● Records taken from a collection
>> begin

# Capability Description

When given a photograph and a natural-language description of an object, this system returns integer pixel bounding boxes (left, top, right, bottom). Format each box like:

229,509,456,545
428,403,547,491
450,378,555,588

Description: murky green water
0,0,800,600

>> end

● OBJECTIVE
Please rewrite the items above, replacing "murky" with "cloudy" and leaving everything else unchanged.

● OUTPUT OF THE EXERCISE
# Capability Description

When given a photograph and a natural-language description of an object, this system returns integer pixel bounding boxes (left, top, right, bottom). Format each box like:

229,509,456,545
428,403,547,491
450,378,555,588

Description: cloudy green water
0,0,800,600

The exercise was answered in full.